Photo-based referring expression data:
---
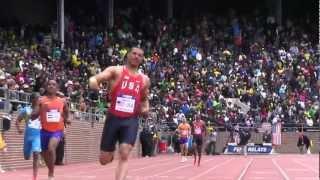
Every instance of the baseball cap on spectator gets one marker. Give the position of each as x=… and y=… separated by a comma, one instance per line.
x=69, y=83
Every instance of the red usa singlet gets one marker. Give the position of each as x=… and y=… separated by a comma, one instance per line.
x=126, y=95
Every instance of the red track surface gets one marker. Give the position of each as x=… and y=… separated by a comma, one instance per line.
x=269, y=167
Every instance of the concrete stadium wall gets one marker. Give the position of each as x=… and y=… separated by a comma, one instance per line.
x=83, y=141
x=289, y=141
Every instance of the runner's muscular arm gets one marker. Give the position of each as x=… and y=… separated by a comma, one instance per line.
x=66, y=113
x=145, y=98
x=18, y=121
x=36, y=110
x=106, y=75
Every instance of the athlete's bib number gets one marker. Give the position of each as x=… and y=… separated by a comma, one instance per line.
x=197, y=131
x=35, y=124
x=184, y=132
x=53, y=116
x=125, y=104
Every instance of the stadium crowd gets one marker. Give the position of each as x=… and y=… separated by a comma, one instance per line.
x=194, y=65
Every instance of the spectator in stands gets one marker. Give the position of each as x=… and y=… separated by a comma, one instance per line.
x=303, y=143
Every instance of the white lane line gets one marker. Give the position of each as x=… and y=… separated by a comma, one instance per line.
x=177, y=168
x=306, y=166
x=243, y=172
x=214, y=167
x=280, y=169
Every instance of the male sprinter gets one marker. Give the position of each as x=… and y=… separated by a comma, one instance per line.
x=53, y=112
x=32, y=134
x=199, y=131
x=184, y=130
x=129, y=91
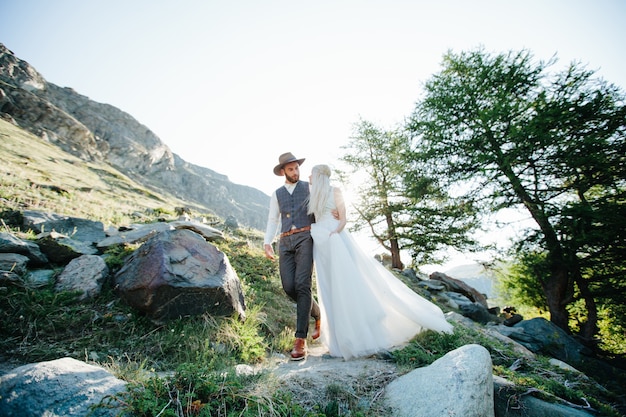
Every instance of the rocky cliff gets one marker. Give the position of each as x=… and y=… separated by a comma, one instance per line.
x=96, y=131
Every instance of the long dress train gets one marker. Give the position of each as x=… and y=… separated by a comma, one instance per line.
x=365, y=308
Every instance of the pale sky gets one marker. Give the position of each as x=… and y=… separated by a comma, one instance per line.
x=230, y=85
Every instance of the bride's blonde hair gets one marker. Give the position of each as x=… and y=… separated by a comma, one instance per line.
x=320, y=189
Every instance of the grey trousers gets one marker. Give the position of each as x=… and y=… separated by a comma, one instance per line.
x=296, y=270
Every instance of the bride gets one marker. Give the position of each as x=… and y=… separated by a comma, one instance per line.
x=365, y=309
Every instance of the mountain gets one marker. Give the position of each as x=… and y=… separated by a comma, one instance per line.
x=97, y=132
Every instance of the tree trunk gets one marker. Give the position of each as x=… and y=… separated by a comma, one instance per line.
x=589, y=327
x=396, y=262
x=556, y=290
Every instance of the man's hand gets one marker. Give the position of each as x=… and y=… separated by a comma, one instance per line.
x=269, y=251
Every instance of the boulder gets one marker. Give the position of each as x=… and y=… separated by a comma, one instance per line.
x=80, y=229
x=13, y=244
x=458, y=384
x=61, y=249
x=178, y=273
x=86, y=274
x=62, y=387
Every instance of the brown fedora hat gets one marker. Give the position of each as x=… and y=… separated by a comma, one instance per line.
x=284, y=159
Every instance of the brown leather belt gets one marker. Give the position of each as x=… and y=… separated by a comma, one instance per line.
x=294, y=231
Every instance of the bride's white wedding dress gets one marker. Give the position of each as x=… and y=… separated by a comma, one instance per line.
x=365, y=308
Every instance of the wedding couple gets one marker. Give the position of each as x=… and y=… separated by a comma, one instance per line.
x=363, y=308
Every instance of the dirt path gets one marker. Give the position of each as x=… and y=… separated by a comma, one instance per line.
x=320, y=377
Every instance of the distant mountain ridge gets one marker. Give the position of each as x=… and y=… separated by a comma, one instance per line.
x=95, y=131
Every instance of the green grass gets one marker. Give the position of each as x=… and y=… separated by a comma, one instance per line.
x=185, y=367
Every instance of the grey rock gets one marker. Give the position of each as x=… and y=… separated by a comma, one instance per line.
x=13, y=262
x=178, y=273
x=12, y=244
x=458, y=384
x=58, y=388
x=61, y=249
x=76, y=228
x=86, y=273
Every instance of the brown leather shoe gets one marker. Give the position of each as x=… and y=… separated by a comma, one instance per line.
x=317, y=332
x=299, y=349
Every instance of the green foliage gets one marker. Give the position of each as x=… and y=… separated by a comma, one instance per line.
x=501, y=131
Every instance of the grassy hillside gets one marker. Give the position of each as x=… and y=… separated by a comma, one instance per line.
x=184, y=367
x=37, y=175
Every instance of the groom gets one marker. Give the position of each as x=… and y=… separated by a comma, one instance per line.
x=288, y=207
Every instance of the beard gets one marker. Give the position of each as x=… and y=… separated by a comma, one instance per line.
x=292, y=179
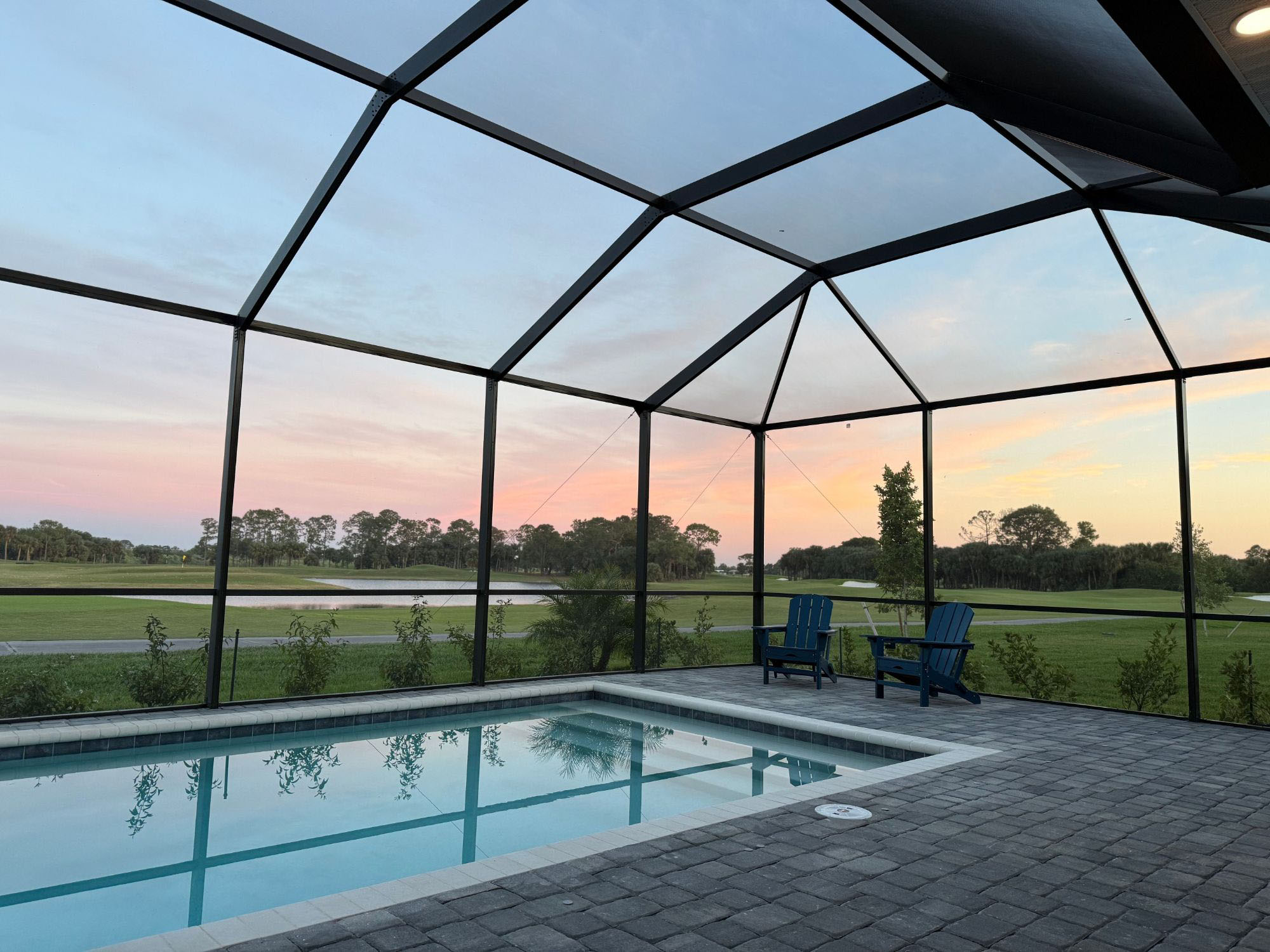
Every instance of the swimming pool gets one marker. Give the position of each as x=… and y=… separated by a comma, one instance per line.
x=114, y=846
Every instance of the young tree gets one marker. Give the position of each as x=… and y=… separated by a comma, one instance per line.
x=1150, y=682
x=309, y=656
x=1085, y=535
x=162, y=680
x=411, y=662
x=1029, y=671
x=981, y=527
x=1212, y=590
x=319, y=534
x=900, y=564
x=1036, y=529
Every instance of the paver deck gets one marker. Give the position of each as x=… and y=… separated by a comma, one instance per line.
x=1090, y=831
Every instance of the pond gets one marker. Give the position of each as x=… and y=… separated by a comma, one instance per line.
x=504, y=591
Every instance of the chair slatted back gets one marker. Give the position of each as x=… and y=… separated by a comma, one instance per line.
---
*Task directions*
Text only, pictures out: give every record again as written.

*Solution to this problem*
Every instance of the baseball cap on spectator gets one marker. Give the position of each as x=… and y=… separated by a comma, one instance per line.
x=69, y=83
Every instance of the red usa singlet gets one marker. Give the position of each as x=… and y=… separated by a comma, one instance per line.
x=126, y=95
Every instance of the red track surface gets one marker. Give the position of each as x=… and y=… separated by a comma, one instance per line.
x=269, y=167
Every instance of the concrete stadium wall gets one marker. Give the position of each as x=… and y=… separated by a comma, one instance per line.
x=83, y=141
x=289, y=141
Every instance of the runner's muscular arm gets one marker. Give the position of each as x=… and y=… separated by a comma, one instance per line.
x=66, y=113
x=145, y=98
x=18, y=121
x=36, y=110
x=106, y=75
Every instance of the athlete's bib number gets one marker. Give the position of each as x=… and y=… separated by a comma, one instance per line.
x=197, y=131
x=35, y=124
x=184, y=132
x=53, y=116
x=125, y=104
Every instance of the stadium crowd gets one marker. Give the position of each as x=… and y=… separated by a comma, one instance per line.
x=194, y=65
Every instance of the spectator in stands gets one marker. Give the position of each as x=… and y=… separated by a comma, one instance per line.
x=303, y=143
Every instance of the white lane line gets one marker. Give the position of each as x=… and y=… separated by a comma, one instance per line.
x=177, y=168
x=306, y=166
x=243, y=172
x=214, y=167
x=280, y=169
Every instance of the male sprinter gets one marker. Give the position of each as x=… and y=… separated by a comma, one instance per line.
x=53, y=112
x=32, y=134
x=199, y=131
x=184, y=130
x=129, y=91
Every instance of the rocky cliff gets one marker. Give the position of each as x=… and y=… separated by a comma, one instance per line.
x=96, y=131
Every instance of the long dress train gets one marker. Give the position of each as x=… and y=… separated by a comma, one instance per line.
x=365, y=308
Every instance of the pale sky gets one marker. Give the position of each as x=… and y=… separated by a comma, one instance per line.
x=230, y=85
Every instance of the bride's blonde hair gets one marker. Give the position of each as x=… and y=… separated by a comma, one instance per line.
x=320, y=189
Every instance of the grey trousers gets one marker. Give the position of each as x=… and y=… separated by a comma, one instance per line.
x=296, y=270
Every instance of the bride gets one marker. Give the position of each as x=… and y=… separated by a comma, one instance per line.
x=365, y=309
Every instance of the mountain gets one marker. Give the position of each as x=… and y=… separated by a comma, one instance per line.
x=97, y=132
Every instance of the tree trunk gets one marker. Give the position of each as x=… and y=… separated by a comma, one instance per line.
x=589, y=327
x=396, y=262
x=556, y=290
Every instance of the man's hand gets one marker. Give the position of each as x=… and y=… separated by a comma, one instance per line.
x=269, y=251
Every instance of the boulder gets one marker. Give the position of each as x=… and y=… separated by a comma, one instance per line.
x=80, y=229
x=13, y=244
x=458, y=384
x=61, y=249
x=178, y=273
x=86, y=274
x=62, y=387
Every instance of the brown fedora hat gets one marker. Give the position of each as x=… and y=… separated by a comma, one instance per line.
x=284, y=159
Every instance of the brown leather belt gets one marker. Give the position of each as x=… and y=… separated by a comma, one instance per line.
x=294, y=231
Every instance of the bride's white wedding dress gets one marker. Give the position of each as x=… and y=… separated by a comma, one instance per line.
x=365, y=308
Every instance of the wedding couple gets one marker. Give the position of each as x=… and y=… separated by a comma, one instance per line.
x=363, y=308
Every instance of the dirt path gets one marker. Give the position of each as x=… and y=… separated by a comma, one instance per line.
x=320, y=377
Every instance of the distant mountain ridge gets one marker. Give the position of each as x=… and y=… separated by a comma, one instance per line.
x=95, y=131
Every instance of the green grass gets one marker. Give the position of each as x=… and y=… separated by a comma, one instance per line.
x=185, y=367
Every instance of the grey rock gets one marker. Give the position of each as x=… and y=… separated by a comma, one instance per line.
x=13, y=262
x=178, y=273
x=12, y=244
x=458, y=384
x=58, y=388
x=61, y=249
x=76, y=228
x=86, y=273
Every instance of the brown leather shoe gets one marker. Give the position of each as x=… and y=… separated by a comma, one instance per line.
x=317, y=332
x=299, y=349
Every instance of the green foliage gets one marker. Give the position of each as x=… and y=… separated by a comma, one instance per line.
x=501, y=131
Every instance of the grassy hillside gets one marker. Give the position of each as x=… and y=… separated by a comma, one instance per line.
x=184, y=367
x=37, y=175
Every instance of the groom gets one marker. Give the position of each as x=… and y=… separated by a comma, one instance per line.
x=288, y=207
Every instance of the beard gets one marker. Give the position of each as x=… and y=… separated by a comma, one instance per line.
x=292, y=179
Every instance of the swimming pool gets one marker. Give the position of each as x=… and y=… separated by a comma, one instance per line.
x=114, y=846
Every instance of the young tree gets one marker. Give the position of each as x=… and y=… separated by a comma, one instance per line.
x=1150, y=682
x=309, y=656
x=1085, y=535
x=162, y=680
x=411, y=662
x=1029, y=671
x=981, y=527
x=1212, y=590
x=319, y=534
x=900, y=564
x=1036, y=529
Every instance of the paver deck gets one marker. Give the position of each as x=… and y=… separated by a comma, one instance per line.
x=1090, y=831
Every instance of the pond gets one marker. Give the position of each as x=… and y=… separated by a comma, one instance per line.
x=504, y=591
Every instance of the chair slatted back gets one marker. Give the position of each as x=… and y=… separated by a comma, one instance per line.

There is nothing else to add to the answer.